*** SUPPLIED MATERIAL Section Begins ***

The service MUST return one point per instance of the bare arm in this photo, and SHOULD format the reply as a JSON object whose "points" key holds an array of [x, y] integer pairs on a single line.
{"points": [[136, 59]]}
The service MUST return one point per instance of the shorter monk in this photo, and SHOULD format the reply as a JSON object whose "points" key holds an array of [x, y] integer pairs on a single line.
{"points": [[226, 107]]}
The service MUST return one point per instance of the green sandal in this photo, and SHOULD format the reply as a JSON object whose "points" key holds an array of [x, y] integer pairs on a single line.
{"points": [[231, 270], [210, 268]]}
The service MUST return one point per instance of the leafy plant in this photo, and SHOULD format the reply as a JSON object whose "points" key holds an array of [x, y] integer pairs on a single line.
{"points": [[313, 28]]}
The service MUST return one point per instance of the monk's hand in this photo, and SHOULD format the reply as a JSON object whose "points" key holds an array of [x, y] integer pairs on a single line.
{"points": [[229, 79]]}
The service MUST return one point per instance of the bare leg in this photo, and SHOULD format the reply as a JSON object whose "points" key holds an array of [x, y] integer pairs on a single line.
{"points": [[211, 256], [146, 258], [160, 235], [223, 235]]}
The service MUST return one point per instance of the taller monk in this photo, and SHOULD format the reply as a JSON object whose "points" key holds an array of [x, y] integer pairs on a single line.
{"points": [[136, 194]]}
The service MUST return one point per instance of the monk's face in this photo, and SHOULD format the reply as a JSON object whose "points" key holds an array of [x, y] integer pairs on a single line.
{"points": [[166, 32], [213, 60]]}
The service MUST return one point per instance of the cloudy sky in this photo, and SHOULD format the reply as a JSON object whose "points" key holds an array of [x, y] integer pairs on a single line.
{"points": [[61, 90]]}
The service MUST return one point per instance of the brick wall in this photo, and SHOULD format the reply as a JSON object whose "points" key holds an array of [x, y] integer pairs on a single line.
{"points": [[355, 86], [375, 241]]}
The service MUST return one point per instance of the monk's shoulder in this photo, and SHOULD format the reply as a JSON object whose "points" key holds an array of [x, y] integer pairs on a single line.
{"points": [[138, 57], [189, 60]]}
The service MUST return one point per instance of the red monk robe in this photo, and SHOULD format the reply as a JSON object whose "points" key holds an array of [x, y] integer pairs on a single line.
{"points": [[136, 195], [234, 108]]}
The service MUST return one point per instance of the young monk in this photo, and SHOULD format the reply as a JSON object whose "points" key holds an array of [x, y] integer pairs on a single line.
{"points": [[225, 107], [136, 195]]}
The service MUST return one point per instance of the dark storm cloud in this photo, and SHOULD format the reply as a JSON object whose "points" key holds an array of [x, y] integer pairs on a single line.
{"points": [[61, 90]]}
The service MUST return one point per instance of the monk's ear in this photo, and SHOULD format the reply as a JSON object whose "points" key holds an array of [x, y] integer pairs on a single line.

*** SUPPLIED MATERIAL Section Ends ***

→ **ASSIGNMENT**: Nothing before the line holding "The service MUST return one point per instance of the young" belongs in the answer. Repeat that line and the rest of the listing exactly.

→ **COMPLETED EXERCISE**:
The service MUST return one point per instance of the young monk in this photo, and SHOULD format the reply as a JSON object whose "points" key holds an array of [x, y] integer pairs on a single line.
{"points": [[225, 107], [136, 195]]}
The service MUST return one point per instance of the dark storm cloud in this photo, and SHOULD format the reply as a JSON object whose "points" key holds an array of [x, y] integer pairs on a single line.
{"points": [[61, 90]]}
The service MUST return one point per instance of the monk's ear in this photo, and SHOULD format the reply as a JSON object whose "points" key holds an array of [x, y] integer pairs on a single line.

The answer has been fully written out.